O que fazer:
1. No trecho sobre as fotos da mãe, em que ano, mais ou menos, ela aparece em traje de passeio?
2. Dê sequência ao trecho sobre as fotos da mãe a partir do ponto em que ele termina.

Texto de origem:
○ ○ ○

“Em relação a muitas dessas fotos, era a História que me separava delas. A história não é simplesmente esse tempo em que não éramos nascidos? Eu lia minha inexistência nas roupas que minha mãe tinha usado antes que eu pudesse me lembrar dela. Há uma espécie de estupefação em ver um ser familiar vestido de outro modo. [destaque do autor] Eis, em torno de 1913, minha mãe em traje de passeio, gorro, pluma, luvas, tecido delicado que surge nos punhos e na gola, de um “chique” desmentido pela doçura e simplicidade de seu olhar. É a única vez que a vejo assim, apanhada em uma História (dos gostos, das modas, dos tecidos): minha atenção desvia-se então dela para o acessório que pereceu; pois a roupa é perecível, ela forja para o ser amado um segundo túmulo. Para “reencontrar” minha mãe, fugidiamente, é pena, e sem jamais poder manter por muito tempo essa ressurreição, é preciso que, bem mais tarde, eu reencontre em algumas fotos os objetos que ela tinha sobre sua cômoda, uma caixa de pó-de-arroz de marfim (eu gostava do ruído da tampa), um frasco de cristal bisotado, ou ainda uma cadeira baixa que hoje tenho perto de minha cama, ou ainda os tecidos de ráfia que ela dispunha sobre o sofá, as grandes sacolas de que ela gostava (cujas formas confortáveis desmentiam a ideia burguesa da “bolsa”).
Assim, a vida de alguém cuja existência precedeu um pouco a nossa mantém encerrada em sua particularidade a própria tensão da História, seu quinhão. A História é histérica: ela só se constitui se a olharmos – e para olhá-la é preciso estar excluído dela… [grifo do autor] Para mim, a História é isso, o tempo em que minha mãe viveu antes de mim [grifo do autor] (aliás, é essa época que mais me interessa, historicamente).” (BARTHES, 2008, p. 96 a 98)

○ ○ ○

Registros
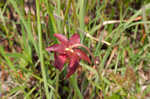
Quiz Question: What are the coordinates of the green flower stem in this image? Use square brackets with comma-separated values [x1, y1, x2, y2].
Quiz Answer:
[70, 74, 83, 99]
[36, 0, 50, 99]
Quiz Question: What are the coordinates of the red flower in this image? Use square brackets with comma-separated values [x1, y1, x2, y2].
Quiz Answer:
[46, 34, 91, 78]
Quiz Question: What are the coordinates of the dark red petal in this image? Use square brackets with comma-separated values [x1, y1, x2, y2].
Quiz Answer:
[69, 34, 80, 45]
[54, 33, 68, 44]
[66, 56, 79, 78]
[46, 44, 65, 52]
[54, 53, 67, 70]
[74, 49, 91, 64]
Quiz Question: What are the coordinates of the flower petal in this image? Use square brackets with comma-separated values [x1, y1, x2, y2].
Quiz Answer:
[54, 53, 67, 70]
[46, 44, 65, 53]
[69, 34, 80, 45]
[74, 49, 91, 64]
[66, 56, 79, 78]
[54, 33, 68, 44]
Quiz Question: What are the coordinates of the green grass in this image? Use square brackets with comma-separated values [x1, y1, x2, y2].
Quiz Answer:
[0, 0, 150, 99]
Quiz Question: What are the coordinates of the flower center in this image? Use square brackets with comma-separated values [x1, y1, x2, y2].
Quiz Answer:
[65, 48, 74, 53]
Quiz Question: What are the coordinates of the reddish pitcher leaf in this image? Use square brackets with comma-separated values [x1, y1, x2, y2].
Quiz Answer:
[46, 34, 91, 78]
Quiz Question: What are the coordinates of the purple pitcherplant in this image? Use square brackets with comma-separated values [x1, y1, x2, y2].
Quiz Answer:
[46, 33, 91, 78]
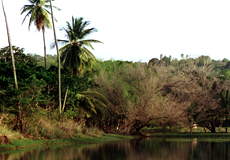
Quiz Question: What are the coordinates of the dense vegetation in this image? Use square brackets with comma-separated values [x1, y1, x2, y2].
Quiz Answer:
[0, 0, 230, 138]
[0, 46, 230, 138]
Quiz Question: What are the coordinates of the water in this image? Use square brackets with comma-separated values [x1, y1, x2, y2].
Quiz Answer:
[0, 138, 230, 160]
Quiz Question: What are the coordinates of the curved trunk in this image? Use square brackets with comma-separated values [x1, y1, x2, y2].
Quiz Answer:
[2, 0, 18, 90]
[42, 28, 47, 69]
[225, 114, 228, 133]
[50, 0, 62, 114]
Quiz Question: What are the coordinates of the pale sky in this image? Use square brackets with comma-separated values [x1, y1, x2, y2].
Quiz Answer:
[0, 0, 230, 62]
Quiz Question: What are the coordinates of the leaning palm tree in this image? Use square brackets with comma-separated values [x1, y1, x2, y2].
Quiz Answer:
[2, 0, 18, 90]
[51, 17, 102, 114]
[220, 90, 230, 133]
[21, 0, 60, 68]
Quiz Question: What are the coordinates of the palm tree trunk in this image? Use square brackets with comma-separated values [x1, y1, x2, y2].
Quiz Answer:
[62, 86, 69, 112]
[50, 0, 61, 114]
[2, 0, 18, 90]
[42, 28, 47, 69]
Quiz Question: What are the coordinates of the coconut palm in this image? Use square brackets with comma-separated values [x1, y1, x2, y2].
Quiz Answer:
[2, 0, 18, 90]
[220, 90, 230, 133]
[50, 0, 62, 114]
[51, 17, 102, 111]
[52, 17, 102, 75]
[21, 0, 60, 68]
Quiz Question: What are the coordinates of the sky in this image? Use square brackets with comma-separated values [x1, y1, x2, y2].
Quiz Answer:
[0, 0, 230, 62]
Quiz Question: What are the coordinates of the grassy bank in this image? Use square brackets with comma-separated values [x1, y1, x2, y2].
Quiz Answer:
[0, 134, 134, 150]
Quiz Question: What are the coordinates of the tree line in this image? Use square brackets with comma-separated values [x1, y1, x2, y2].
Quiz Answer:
[0, 0, 230, 137]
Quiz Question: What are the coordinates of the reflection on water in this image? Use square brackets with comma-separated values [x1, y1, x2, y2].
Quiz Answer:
[0, 138, 230, 160]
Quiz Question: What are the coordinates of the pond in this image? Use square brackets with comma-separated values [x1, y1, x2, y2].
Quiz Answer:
[0, 138, 230, 160]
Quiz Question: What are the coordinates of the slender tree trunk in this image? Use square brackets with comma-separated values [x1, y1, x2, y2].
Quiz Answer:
[61, 86, 69, 112]
[225, 114, 228, 133]
[2, 0, 18, 90]
[50, 0, 61, 114]
[42, 28, 47, 69]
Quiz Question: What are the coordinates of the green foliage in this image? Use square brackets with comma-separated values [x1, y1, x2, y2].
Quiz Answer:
[52, 17, 102, 75]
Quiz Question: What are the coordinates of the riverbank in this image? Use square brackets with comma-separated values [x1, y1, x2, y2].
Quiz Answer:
[0, 134, 134, 151]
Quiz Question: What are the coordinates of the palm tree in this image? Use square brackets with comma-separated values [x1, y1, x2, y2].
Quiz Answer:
[220, 90, 230, 133]
[54, 17, 102, 75]
[50, 0, 62, 114]
[21, 0, 60, 68]
[51, 17, 102, 111]
[2, 0, 18, 90]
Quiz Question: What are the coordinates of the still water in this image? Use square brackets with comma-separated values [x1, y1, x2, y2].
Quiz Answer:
[0, 138, 230, 160]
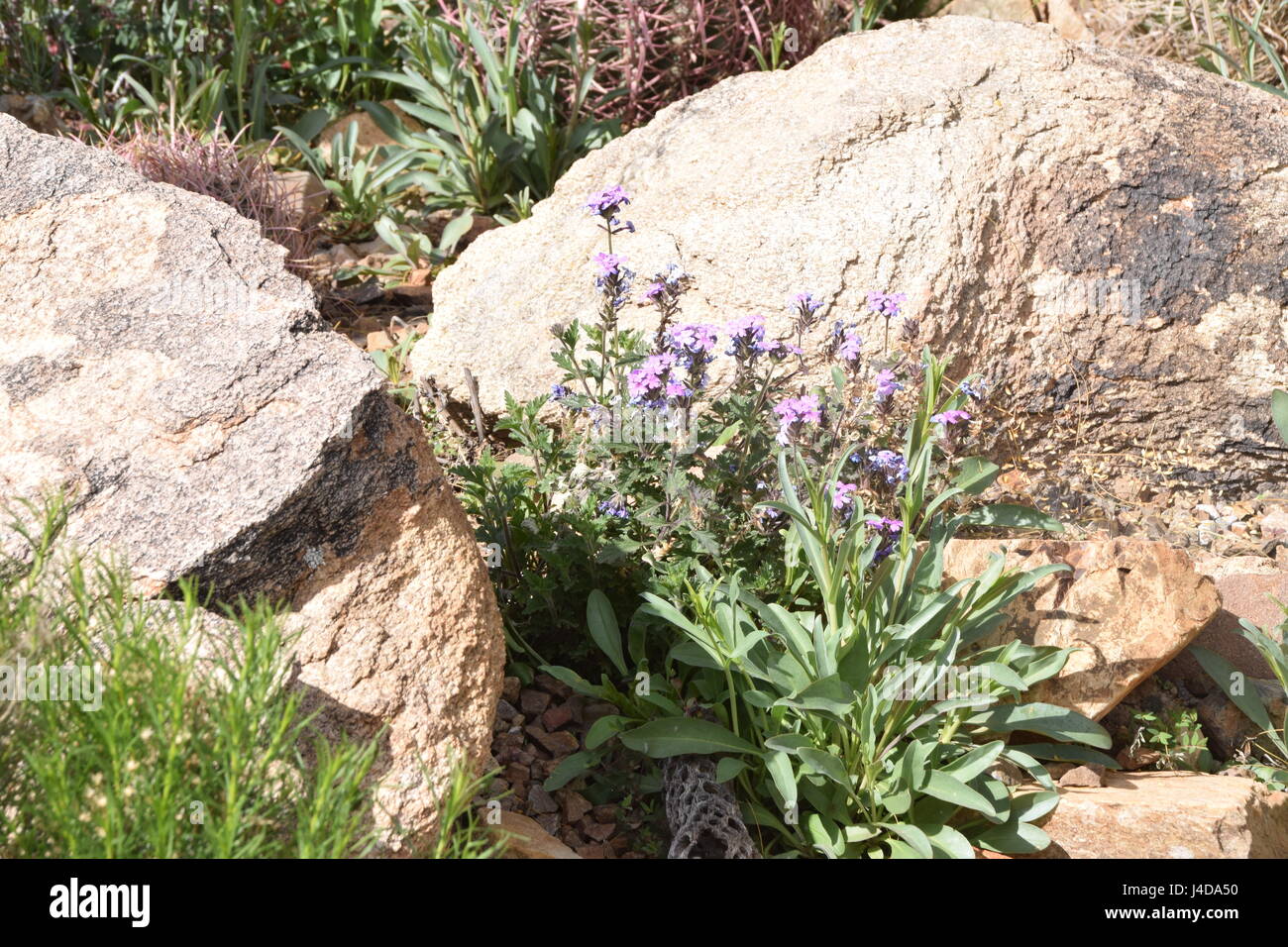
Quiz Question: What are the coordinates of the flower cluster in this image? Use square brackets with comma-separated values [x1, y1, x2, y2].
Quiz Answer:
[666, 323, 720, 398]
[866, 517, 903, 563]
[868, 291, 909, 322]
[828, 320, 863, 373]
[867, 451, 909, 487]
[587, 184, 635, 232]
[832, 480, 859, 515]
[875, 368, 903, 404]
[592, 253, 635, 313]
[626, 352, 690, 408]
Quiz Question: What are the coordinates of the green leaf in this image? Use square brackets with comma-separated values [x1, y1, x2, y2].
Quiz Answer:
[881, 822, 935, 858]
[957, 502, 1064, 532]
[921, 826, 975, 858]
[921, 770, 997, 817]
[541, 665, 604, 698]
[796, 746, 850, 789]
[975, 822, 1051, 856]
[1190, 644, 1272, 730]
[1270, 388, 1288, 443]
[765, 750, 796, 809]
[587, 714, 631, 750]
[967, 703, 1113, 750]
[619, 716, 760, 759]
[716, 756, 747, 783]
[587, 588, 627, 678]
[765, 733, 814, 754]
[943, 740, 1006, 783]
[805, 811, 845, 858]
[953, 458, 1002, 496]
[776, 674, 855, 716]
[1012, 791, 1060, 822]
[1021, 743, 1122, 770]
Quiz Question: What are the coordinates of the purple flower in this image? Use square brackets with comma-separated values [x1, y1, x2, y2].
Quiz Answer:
[591, 253, 635, 314]
[876, 368, 903, 404]
[593, 253, 626, 277]
[665, 323, 720, 398]
[774, 394, 823, 447]
[596, 496, 631, 519]
[587, 184, 631, 220]
[868, 292, 909, 320]
[863, 517, 903, 536]
[868, 451, 909, 485]
[626, 352, 675, 408]
[864, 517, 903, 563]
[666, 322, 720, 361]
[836, 329, 863, 365]
[725, 316, 765, 362]
[832, 480, 859, 511]
[787, 292, 823, 317]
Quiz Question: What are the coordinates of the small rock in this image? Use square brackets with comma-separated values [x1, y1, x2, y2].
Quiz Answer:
[1116, 747, 1163, 771]
[579, 819, 617, 841]
[524, 724, 580, 756]
[496, 800, 580, 858]
[1261, 507, 1288, 540]
[501, 678, 523, 703]
[519, 688, 550, 716]
[541, 703, 572, 732]
[1060, 763, 1105, 789]
[562, 789, 592, 822]
[532, 674, 572, 701]
[528, 784, 559, 815]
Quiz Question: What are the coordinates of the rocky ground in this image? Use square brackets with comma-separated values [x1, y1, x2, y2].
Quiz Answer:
[486, 674, 660, 858]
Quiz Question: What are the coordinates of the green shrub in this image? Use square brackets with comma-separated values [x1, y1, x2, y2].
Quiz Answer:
[0, 511, 377, 858]
[533, 359, 1117, 858]
[445, 187, 1117, 857]
[277, 121, 415, 241]
[362, 0, 618, 217]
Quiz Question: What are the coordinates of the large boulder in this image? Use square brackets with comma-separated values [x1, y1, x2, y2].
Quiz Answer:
[944, 539, 1221, 720]
[0, 115, 503, 845]
[1159, 556, 1288, 694]
[412, 17, 1288, 489]
[1038, 773, 1288, 858]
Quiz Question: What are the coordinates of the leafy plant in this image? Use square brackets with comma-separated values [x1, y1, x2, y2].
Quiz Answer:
[424, 759, 505, 858]
[277, 121, 416, 241]
[1198, 0, 1288, 98]
[370, 324, 420, 403]
[1128, 707, 1212, 772]
[362, 0, 617, 217]
[1190, 615, 1288, 789]
[336, 211, 474, 283]
[621, 375, 1115, 857]
[0, 502, 378, 858]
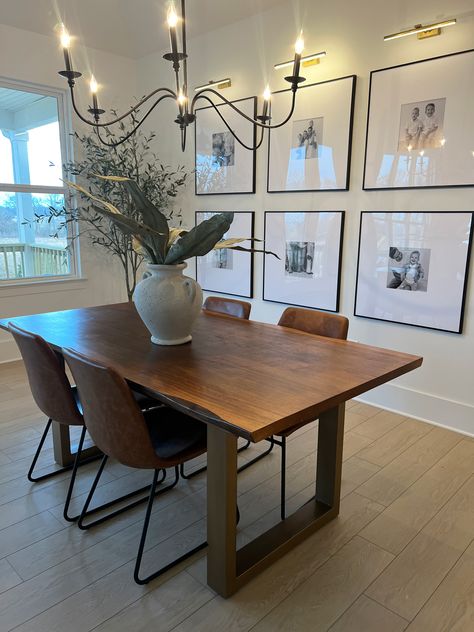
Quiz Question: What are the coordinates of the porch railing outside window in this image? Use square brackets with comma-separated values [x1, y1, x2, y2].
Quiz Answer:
[0, 79, 75, 281]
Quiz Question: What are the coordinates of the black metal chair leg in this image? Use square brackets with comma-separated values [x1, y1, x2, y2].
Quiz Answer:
[63, 426, 86, 522]
[133, 466, 207, 585]
[279, 437, 286, 520]
[179, 439, 252, 481]
[27, 419, 102, 483]
[77, 454, 172, 531]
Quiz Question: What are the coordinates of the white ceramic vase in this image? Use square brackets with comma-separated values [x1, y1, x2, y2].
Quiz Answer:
[133, 263, 202, 345]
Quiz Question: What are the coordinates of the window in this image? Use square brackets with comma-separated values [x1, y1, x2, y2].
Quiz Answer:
[0, 81, 75, 282]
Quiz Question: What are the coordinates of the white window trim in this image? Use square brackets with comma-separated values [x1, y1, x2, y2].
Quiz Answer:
[0, 75, 84, 288]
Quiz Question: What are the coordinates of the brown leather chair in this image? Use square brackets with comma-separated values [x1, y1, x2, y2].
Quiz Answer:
[276, 307, 349, 520]
[202, 296, 252, 320]
[63, 349, 207, 584]
[8, 323, 159, 522]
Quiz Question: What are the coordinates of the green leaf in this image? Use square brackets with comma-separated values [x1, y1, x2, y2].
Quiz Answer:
[165, 213, 234, 264]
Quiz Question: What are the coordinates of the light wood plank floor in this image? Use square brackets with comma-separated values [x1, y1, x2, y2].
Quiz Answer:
[0, 362, 474, 632]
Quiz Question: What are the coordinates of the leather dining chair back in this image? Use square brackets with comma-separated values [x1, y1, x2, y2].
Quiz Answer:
[63, 349, 207, 584]
[8, 323, 84, 426]
[63, 349, 160, 469]
[278, 307, 349, 340]
[202, 296, 252, 320]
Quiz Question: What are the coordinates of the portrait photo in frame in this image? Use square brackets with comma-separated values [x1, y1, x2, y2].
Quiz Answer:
[196, 211, 255, 298]
[363, 50, 474, 190]
[195, 97, 257, 195]
[263, 211, 344, 312]
[354, 211, 473, 334]
[267, 75, 356, 193]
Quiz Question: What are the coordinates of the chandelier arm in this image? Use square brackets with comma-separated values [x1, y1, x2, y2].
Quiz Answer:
[90, 94, 174, 147]
[70, 86, 177, 127]
[194, 95, 265, 151]
[191, 88, 296, 129]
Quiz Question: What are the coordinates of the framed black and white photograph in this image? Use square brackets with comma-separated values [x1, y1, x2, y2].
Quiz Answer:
[267, 75, 356, 193]
[263, 211, 344, 312]
[196, 211, 255, 298]
[354, 211, 473, 333]
[364, 50, 474, 190]
[195, 97, 257, 195]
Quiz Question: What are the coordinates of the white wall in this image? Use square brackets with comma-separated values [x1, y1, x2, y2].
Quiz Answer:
[138, 0, 474, 433]
[0, 23, 137, 362]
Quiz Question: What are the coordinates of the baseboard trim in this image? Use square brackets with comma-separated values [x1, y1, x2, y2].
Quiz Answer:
[0, 336, 20, 364]
[357, 384, 474, 437]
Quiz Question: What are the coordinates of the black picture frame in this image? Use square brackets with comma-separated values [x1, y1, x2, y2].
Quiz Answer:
[194, 209, 255, 298]
[267, 75, 357, 193]
[194, 96, 257, 196]
[362, 48, 474, 191]
[354, 211, 474, 334]
[262, 210, 345, 313]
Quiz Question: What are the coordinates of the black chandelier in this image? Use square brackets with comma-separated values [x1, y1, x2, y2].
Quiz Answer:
[59, 0, 305, 151]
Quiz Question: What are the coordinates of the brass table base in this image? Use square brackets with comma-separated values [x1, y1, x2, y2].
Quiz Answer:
[207, 404, 345, 597]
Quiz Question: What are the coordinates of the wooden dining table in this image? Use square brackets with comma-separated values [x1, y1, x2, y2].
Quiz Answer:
[0, 303, 422, 597]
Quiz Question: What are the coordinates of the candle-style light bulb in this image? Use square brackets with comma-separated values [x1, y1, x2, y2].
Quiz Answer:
[295, 32, 304, 55]
[59, 24, 72, 72]
[89, 75, 99, 120]
[293, 31, 304, 89]
[262, 85, 272, 117]
[59, 24, 71, 48]
[166, 5, 178, 29]
[167, 5, 179, 61]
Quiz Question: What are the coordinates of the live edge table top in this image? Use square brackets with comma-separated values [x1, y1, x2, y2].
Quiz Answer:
[0, 303, 423, 441]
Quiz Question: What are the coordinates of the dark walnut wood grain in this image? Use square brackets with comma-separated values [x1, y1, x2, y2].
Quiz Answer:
[0, 303, 423, 441]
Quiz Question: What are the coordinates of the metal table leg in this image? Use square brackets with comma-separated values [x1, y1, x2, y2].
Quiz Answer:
[207, 404, 345, 597]
[52, 421, 101, 467]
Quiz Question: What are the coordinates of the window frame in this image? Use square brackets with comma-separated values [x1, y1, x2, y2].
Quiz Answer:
[0, 75, 83, 288]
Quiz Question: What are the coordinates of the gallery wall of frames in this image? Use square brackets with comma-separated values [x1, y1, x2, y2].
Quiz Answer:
[195, 50, 474, 334]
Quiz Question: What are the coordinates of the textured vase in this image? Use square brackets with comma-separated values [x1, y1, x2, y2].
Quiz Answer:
[133, 263, 202, 345]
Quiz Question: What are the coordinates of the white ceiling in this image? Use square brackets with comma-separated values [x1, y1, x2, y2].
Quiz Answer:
[0, 0, 285, 59]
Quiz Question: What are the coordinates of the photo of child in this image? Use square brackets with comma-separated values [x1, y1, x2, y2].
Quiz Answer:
[387, 246, 431, 292]
[291, 117, 323, 160]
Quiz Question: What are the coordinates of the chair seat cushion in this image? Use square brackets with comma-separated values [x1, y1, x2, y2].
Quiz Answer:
[143, 406, 207, 459]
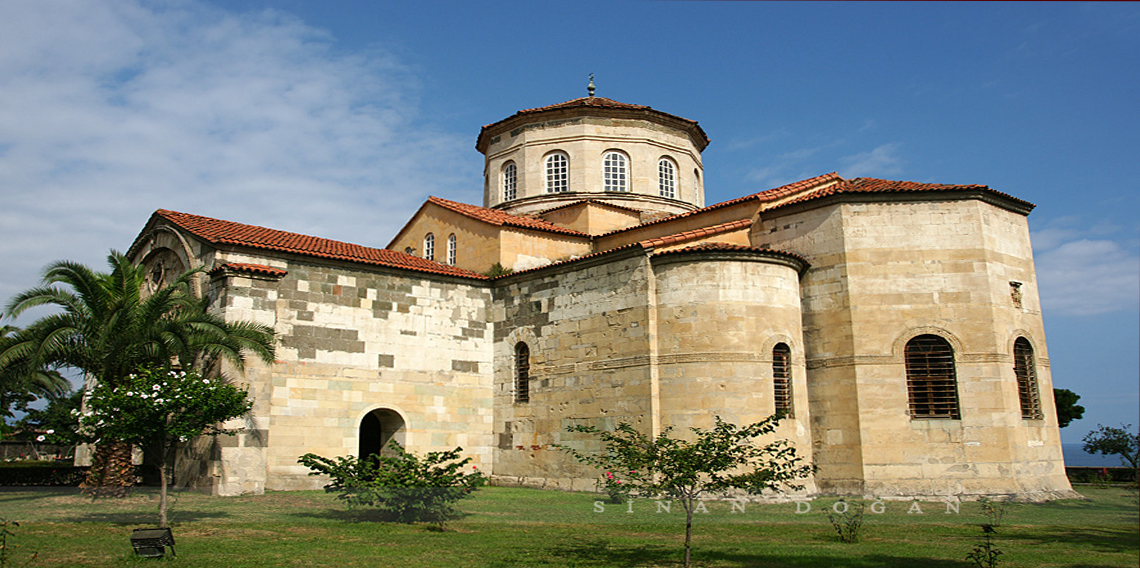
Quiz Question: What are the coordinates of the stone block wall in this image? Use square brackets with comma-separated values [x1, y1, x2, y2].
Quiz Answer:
[491, 251, 652, 490]
[765, 200, 1069, 498]
[205, 252, 492, 492]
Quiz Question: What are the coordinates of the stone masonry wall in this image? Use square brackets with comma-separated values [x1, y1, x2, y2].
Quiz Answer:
[766, 200, 1069, 498]
[491, 250, 651, 490]
[209, 248, 491, 489]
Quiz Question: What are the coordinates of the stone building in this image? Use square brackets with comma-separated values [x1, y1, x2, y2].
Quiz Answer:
[130, 96, 1070, 498]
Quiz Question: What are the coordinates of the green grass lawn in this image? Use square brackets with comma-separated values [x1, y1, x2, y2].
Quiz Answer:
[0, 487, 1140, 568]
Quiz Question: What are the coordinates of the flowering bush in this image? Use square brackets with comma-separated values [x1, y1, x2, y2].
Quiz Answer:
[82, 367, 252, 449]
[76, 367, 253, 527]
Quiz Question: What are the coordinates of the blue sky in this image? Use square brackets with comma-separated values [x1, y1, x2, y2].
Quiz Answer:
[0, 0, 1140, 443]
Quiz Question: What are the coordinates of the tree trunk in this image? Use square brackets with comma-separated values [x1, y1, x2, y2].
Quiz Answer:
[158, 455, 170, 528]
[80, 443, 135, 497]
[684, 497, 693, 568]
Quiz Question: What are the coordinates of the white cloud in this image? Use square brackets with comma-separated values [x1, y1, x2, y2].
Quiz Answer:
[839, 144, 903, 178]
[1034, 235, 1140, 316]
[0, 0, 471, 310]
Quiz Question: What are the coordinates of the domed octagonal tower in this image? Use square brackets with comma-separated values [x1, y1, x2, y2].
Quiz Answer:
[475, 96, 709, 216]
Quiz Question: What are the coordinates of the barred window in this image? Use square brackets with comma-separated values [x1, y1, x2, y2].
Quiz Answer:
[514, 341, 530, 403]
[906, 335, 961, 420]
[424, 233, 435, 260]
[503, 162, 519, 201]
[602, 152, 629, 192]
[772, 343, 793, 419]
[1013, 338, 1043, 420]
[657, 157, 677, 200]
[546, 152, 570, 193]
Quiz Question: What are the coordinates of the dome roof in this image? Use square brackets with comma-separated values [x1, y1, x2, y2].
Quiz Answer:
[475, 97, 709, 153]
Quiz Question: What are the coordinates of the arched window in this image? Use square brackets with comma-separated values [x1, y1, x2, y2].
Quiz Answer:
[503, 162, 519, 201]
[514, 341, 530, 403]
[906, 335, 961, 420]
[657, 157, 677, 200]
[546, 152, 570, 193]
[772, 343, 793, 419]
[602, 152, 629, 192]
[1013, 338, 1043, 420]
[424, 233, 435, 260]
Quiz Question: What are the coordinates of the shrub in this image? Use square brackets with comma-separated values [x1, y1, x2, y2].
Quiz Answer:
[828, 500, 863, 544]
[298, 441, 486, 527]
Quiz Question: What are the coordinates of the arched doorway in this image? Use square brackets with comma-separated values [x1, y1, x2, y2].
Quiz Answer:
[358, 408, 407, 459]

○ ○ ○

Respostas:
1. Em torno de 1913.

2.
Neste trecho da sua última obra, Barthes resume envolvido nas lembranças despertadas pelas fotografias de sua mãe falecida, a relação do historiador com a sua ciência, com possíveis fontes, bem como, a condição basilar do nosso ofício.
Diante dos registros imagéticos, ele experimenta a realidade, para a historiografia, da aplicação na atualidade, das análises e interpretações dos referentes presentes nas imagens fotográficas. Observa a figura materna apanhada em uma História, por estar vestida com roupas de outro tempo, um tempo anterior ao de sua relação com a mãe, período que mais o interessa historicamente, e que também se define na data do registro fotográfico.
Mas para reencontrá-la, a lembrança foi intensificada quando induzido a desviar sua atenção para os acessórios que a acompanharam em algumas fotografias, ainda vivos e presentes em sua memória, objetos que definem as particularidades da história de vida da mãe. Os objetos biográficos, entre estes a fotografia, possuem a condição de potencializar memórias, permitindo o recordar das experiências de vidas.
Os objetos biográficos são construções do mundo material que incorporam experiências de vida do seu possuidor. Como fonte de descobertas, o objeto biográfico ancora memórias que estimulam performances narrativas do colaborador. O significado biográfico dado ao objeto é efetivado na presença constante deste elemento material na vida de seus proprietários. (ALMEIDA)
As imagens no referente fotográfico conduzem Roland Barthes a percebe-se nítida e conscientemente distante no tempo e no espaço, era a História que o apartava no minuto recente e real do momento efetivado em cada fotografia.
O tempo funciona como um dos elementos que definem a condição de pertencimento de um fato ou objeto à história, é o que se apresentou para este autor no axioma “antes de mim” [grifo nosso], sendo necessário que o olhar do historiador esteja excluído do tempo histórico estudado, anterior à sua existência. Na atualidade, mesmo a História do tempo presente percorre um campo de pesquisa onde o evento ou objeto pesquisado encontra-se pelo menos a alguns passos no passado.
“Somente a História e a consciência histórica podem introduzir a necessária descontinuidade entre passado e presente: História, com efeito, é a ciência da diferença.” (MENEZES, 1992, p. 4)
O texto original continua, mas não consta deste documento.